Die Liste der kulturellen Projekte ist also lang. Die ersten Städtepartnerschaften wurden nach dem Zweiten Weltkrieg aber aus einem ganz anderen Grund geschlossen. Sie hatten zunächst das Ziel, Vorbehalte und Ressentiments auf beiden Seiten abzubauen. Auf diese Weise sollte ein Beitrag dazu geleistet werden, mögliche Kriege unwahrscheinlicher zu machen. Die Schlagworte dazu lauteten „Aussöhnung“ und „Aufbau eines vereinten Europas“. Aberdeen war 1955 die erste Stadt, mit der Regensburg eine Partnerschaft einging. Mit Leben erfüllt wird sie heute beispielsweise durch die Projekte der Volkshochschule Regensburg und des Arts Development Teams in Aberdeen. Zuletzt wurde gemeinsam ein Buch veröffentlicht, in dem Senioren beider Städte von ihren Nachkriegserlebnissen berichten.

Den Blick über den Tellerrand wagen

Auch heute noch gehört die Völkerverständigung zu einem der Hauptziele bei den Städtepartnerschaften. „In Zeiten, in denen Menschen gegen Ausländer und Andersgläubige auf die Straße gehen,

sind Städtepartnerschaften besonders wichtig“, sagt Oberbürgermeister Joachim Wolbergs. „Sie fördern auf vielfältige Weise Völkerverständigung, kulturellen Austausch und internationale Kontakte.“ Durch die Partnerstädte von Regensburg hätten schon unzählige Bürger die Gelegenheit erhalten, einen Blick über den Tellerrand zu wagen und auf unkompliziertem Weg Menschen aus anderen Städten, Ländern und Kulturkreisen kennenzulernen, sagt Wolbergs.

[Auszüge aus einem Datensatz]
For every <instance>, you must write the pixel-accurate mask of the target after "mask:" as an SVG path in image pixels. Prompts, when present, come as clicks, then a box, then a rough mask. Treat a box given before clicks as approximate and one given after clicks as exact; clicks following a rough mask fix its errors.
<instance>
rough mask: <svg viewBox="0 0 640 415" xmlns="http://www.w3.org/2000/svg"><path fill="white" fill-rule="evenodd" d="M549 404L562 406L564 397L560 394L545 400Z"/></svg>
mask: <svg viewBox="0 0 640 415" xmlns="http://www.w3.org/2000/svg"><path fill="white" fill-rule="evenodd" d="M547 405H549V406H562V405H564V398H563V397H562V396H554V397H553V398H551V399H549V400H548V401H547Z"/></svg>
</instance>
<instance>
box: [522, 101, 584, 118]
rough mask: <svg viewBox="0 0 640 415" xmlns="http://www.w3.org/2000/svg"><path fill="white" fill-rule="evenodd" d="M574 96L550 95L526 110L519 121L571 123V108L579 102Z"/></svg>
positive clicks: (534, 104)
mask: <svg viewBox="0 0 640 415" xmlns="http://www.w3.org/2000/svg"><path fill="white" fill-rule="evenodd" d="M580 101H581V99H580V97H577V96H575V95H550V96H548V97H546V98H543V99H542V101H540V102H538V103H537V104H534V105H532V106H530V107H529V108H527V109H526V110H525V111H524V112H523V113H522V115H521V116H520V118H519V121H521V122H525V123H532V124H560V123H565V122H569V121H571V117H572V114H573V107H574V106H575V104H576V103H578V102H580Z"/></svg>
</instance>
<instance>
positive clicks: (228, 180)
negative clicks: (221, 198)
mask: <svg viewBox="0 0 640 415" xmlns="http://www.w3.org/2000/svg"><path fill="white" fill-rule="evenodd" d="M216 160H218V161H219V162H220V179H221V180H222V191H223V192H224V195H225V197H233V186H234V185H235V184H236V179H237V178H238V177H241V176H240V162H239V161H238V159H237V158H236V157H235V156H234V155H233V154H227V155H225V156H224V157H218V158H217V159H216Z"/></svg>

AUFGABEN:
a - Was fördern Städtepartnerschaften laut dem Zitat von Joachim Wolbergs im Text zu den Regensburger Städtepartnerschaften? Nenne alle dort aufgezählten Punkte.
b - Mit welcher Stadt ging Regensburg laut dem Text zu den Regensburger Städtepartnerschaften als erster eine Partnerschaft ein?
c - Schreib aus dem Text zu den Regensburger Städtepartnerschaften alles von „Auch heute noch“ bis hinunter zu „kennenzulernen, sagt Wolbergs.“ wortgetreu ab.
Die Einträge haben mit dem Text zu den Regensburger Städtepartnerschaften nichts zu tun.

ANTWORTEN:
a - Völkerverständigung, kulturellen Austausch und internationale Kontakte

b - Mit Aberdeen.

c -
Auch heute noch gehört die Völkerverständigung zu einem der Hauptziele bei den Städtepartnerschaften. „In Zeiten, in denen Menschen gegen Ausländer und Andersgläubige auf die Straße gehen,

sind Städtepartnerschaften besonders wichtig“, sagt Oberbürgermeister Joachim Wolbergs. „Sie fördern auf vielfältige Weise Völkerverständigung, kulturellen Austausch und internationale Kontakte.“ Durch die Partnerstädte von Regensburg hätten schon unzählige Bürger die Gelegenheit erhalten, einen Blick über den Tellerrand zu wagen und auf unkompliziertem Weg Menschen aus anderen Städten, Ländern und Kulturkreisen kennenzulernen, sagt Wolbergs.